- _WHAT TO DO_
A – Return the part of the text on ammonia injection grid erosion starting with "The ammonia injection" and going on through "the flue gas.".
B – Using the text on ammonia injection grid erosion, mark each statement yes or no and quote the words of the text that decide it. (i) The erosion allowance adds 1/8 inch of material to the lances. (ii) Wear shields penetrate about two feet into the duct. (iii) Flow distribution devices are installed in the SCR outlet ductwork.
C – Answer these from the text on ammonia injection grid erosion:
(i) Where is the ammonia injection grid located?
(ii) Which material is given as more wear-resistant for the nozzles?
(iii) What extra thickness is given for the leading edges of turning vanes, flow mixers, and duct transition sections?

- _SOURCE_
--

The ammonia injection grid (AIG) downstream of the economizer outlet is susceptible to erosion as well. The AIG nozzles protruding into the flue gas stream present an easy target for erosion if abrasive silica and aluminum species were present.

Several protective measures may be needed to limit degradation, such as the severe AIG lance erosion shown in Figure 3. These measures include:

• Erosion allowances – designing the lances with an additional 1/8 inch of materials to account for expected wear;

• 304SS nozzles – using a more wear-resistant material such as 304 stainless steel;

• Wear shields – installing sections of pipe around each AIG header pipe (see Figure 4), penetrating about one foot into the duct; these shields can counteract the effects of high localized velocities near the duct wall where the AIG penetrates into the flue gas.

Flow distribution devices – including turning vanes, static mixing elements, and distribution plates – are installed in the SCR inlet ductwork to ensure homogenous ammonia distribution and uniform flue gas velocity ahead of the SCR catalyst bed. These duct additions present another high erosion point within the SCR ductwork. Leading edges of turning vanes, flow mixers, and duct transition sections (constrictions, expansions) should be designed using erosion-resistant wear plate and/or extra thickness (1/16 inch) as deemed necessary.

--

- _STORED DATA_
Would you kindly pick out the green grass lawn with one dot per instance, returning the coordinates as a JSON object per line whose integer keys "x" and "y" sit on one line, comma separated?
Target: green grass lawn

--

- _SOLUTIONS IN ORDER_
A –
The ammonia injection grid (AIG) downstream of the economizer outlet is susceptible to erosion as well. The AIG nozzles protruding into the flue gas stream present an easy target for erosion if abrasive silica and aluminum species were present.

Several protective measures may be needed to limit degradation, such as the severe AIG lance erosion shown in Figure 3. These measures include:

• Erosion allowances – designing the lances with an additional 1/8 inch of materials to account for expected wear;

• 304SS nozzles – using a more wear-resistant material such as 304 stainless steel;

• Wear shields – installing sections of pipe around each AIG header pipe (see Figure 4), penetrating about one foot into the duct; these shields can counteract the effects of high localized velocities near the duct wall where the AIG penetrates into the flue gas.

B –
(i) Yes: "designing the lances with an additional 1/8 inch of materials to account for expected wear"
(ii) No: "penetrating about one foot into the duct"
(iii) No: "are installed in the SCR inlet ductwork"

C –
(i) Downstream of the economizer outlet
(ii) 304 stainless steel
(iii) 1/16 inch